## Work to complete
Retype each entry below exactly as it stands.

## Stored records
════════

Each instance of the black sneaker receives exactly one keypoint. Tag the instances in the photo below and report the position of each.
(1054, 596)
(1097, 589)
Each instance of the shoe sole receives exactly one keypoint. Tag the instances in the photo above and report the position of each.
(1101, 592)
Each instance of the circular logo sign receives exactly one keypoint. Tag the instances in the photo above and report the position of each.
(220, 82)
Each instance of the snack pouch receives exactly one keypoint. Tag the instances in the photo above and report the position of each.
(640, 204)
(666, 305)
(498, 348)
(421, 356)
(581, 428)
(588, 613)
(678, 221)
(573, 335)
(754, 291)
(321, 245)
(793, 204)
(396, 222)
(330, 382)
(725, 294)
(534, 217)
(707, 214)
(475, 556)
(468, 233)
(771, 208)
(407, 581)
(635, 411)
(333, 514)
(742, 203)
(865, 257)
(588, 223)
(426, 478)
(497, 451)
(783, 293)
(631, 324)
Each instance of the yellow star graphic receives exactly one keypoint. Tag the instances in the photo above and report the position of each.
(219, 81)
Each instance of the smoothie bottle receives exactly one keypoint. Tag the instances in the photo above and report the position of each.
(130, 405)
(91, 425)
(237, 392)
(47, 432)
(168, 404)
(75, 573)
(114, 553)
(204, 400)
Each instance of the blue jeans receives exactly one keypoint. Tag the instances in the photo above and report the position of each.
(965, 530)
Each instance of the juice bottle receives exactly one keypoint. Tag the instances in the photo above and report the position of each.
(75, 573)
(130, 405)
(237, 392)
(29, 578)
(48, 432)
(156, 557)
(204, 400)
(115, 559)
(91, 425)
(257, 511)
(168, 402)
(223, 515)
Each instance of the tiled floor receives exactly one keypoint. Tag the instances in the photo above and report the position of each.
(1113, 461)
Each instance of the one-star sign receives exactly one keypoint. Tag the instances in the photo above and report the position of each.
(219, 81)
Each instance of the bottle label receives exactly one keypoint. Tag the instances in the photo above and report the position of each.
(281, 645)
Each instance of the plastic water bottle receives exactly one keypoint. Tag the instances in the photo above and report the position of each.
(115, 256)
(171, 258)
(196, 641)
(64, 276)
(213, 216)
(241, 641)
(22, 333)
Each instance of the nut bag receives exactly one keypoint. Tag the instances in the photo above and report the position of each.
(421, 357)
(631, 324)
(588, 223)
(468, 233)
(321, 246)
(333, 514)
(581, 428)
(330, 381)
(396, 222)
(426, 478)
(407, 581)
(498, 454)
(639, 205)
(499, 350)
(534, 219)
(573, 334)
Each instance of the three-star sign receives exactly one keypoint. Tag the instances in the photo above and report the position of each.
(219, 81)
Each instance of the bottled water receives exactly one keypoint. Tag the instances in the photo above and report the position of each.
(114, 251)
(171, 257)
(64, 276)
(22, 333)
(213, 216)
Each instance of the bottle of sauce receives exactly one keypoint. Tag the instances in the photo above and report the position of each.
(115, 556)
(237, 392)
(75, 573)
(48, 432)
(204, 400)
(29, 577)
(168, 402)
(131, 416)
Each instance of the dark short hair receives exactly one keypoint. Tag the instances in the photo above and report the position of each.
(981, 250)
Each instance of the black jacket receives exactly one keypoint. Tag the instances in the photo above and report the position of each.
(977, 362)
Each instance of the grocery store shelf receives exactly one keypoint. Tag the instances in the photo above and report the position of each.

════════

## Solution for this task
Each instance of the black sneaker receives exactly one keypoint. Tag the instances in the photo below and report the position of each.
(1054, 596)
(1097, 589)
Each instance of the shoe sole receives exactly one keypoint. Tag the instances in the photo above and report the position of each.
(1101, 592)
Each instance of the circular logo sign receives exactly one keypoint. Tag the instances in the photo above and report the position of each.
(220, 82)
Each instance of the snack pouch receives exactly one keypoint. Tag the instances in the photo above and report the position of each.
(640, 204)
(666, 305)
(498, 348)
(421, 356)
(581, 428)
(588, 613)
(678, 221)
(573, 335)
(754, 291)
(321, 245)
(793, 204)
(396, 222)
(330, 382)
(725, 294)
(534, 217)
(707, 214)
(475, 556)
(468, 233)
(771, 208)
(407, 581)
(635, 411)
(333, 514)
(742, 203)
(865, 257)
(588, 223)
(426, 478)
(497, 451)
(783, 293)
(631, 324)
Each instance of the yellow star graphic receives exactly one keypoint. Tag the instances in the photo above and report the position of each.
(219, 81)
Each instance of the smoothie bottle receives exactly one keypoint. Tag the instances in the photo above and report the position of each.
(130, 405)
(91, 425)
(237, 392)
(47, 432)
(168, 404)
(75, 573)
(114, 553)
(204, 400)
Each instance of the blue jeans receives exactly one keypoint. Tag the instances in the photo above and report the position of each.
(965, 530)
Each instance of the juice bottle receives exactly one keypoint. Tag the instances in the photo above and report the position of each.
(75, 573)
(130, 405)
(237, 392)
(29, 578)
(48, 432)
(156, 557)
(204, 400)
(115, 559)
(91, 425)
(257, 511)
(168, 402)
(223, 515)
Each instance of the tiled floor receives exactly one keypoint. Tag the instances in the photo above and report the position of each.
(1113, 461)
Each instance of the one-star sign receives exactly one keypoint. Tag the instances in the photo above and report the position of each.
(219, 81)
Each instance of the bottle label receives exactly one keypoint. Tag the instances in the photo above and report the position of each.
(281, 645)
Each instance of the plastic water bottle receives exactly one keypoint. Tag the instances in the photo above and report the position of each.
(115, 256)
(171, 258)
(196, 641)
(64, 276)
(213, 216)
(241, 641)
(22, 333)
Each instance of the nut bag receives exactly one keypoint. Tag the instances in the photo above and report the position of each.
(421, 357)
(631, 324)
(588, 223)
(468, 233)
(321, 246)
(333, 514)
(581, 428)
(330, 381)
(396, 222)
(426, 478)
(407, 581)
(498, 454)
(639, 205)
(499, 350)
(534, 219)
(573, 334)
Each instance of the three-star sign receives exactly one keypoint. Tag the instances in the photo above and report the position of each.
(219, 81)
Each instance of the bottled water receives exactly one keypoint. Tag the instances in the photo above and report the position of each.
(114, 251)
(171, 257)
(64, 276)
(22, 333)
(213, 216)
Each instance of the bottle of sauce receives exactly one keypoint. Tag the instances in the photo above and report the position of each.
(115, 556)
(237, 392)
(75, 573)
(48, 432)
(204, 400)
(29, 577)
(168, 402)
(131, 416)
Each instance of the dark short hair receives exactly one keypoint. Tag the instances in the photo above and report the position of each.
(981, 250)
Each instance of the black jacket receives exactly one keypoint. Tag the instances in the photo above and report the position of each.
(977, 362)
Each instance of the grocery store shelf receives exactly one keypoint. Tag the instances in the photo above and report the position of each.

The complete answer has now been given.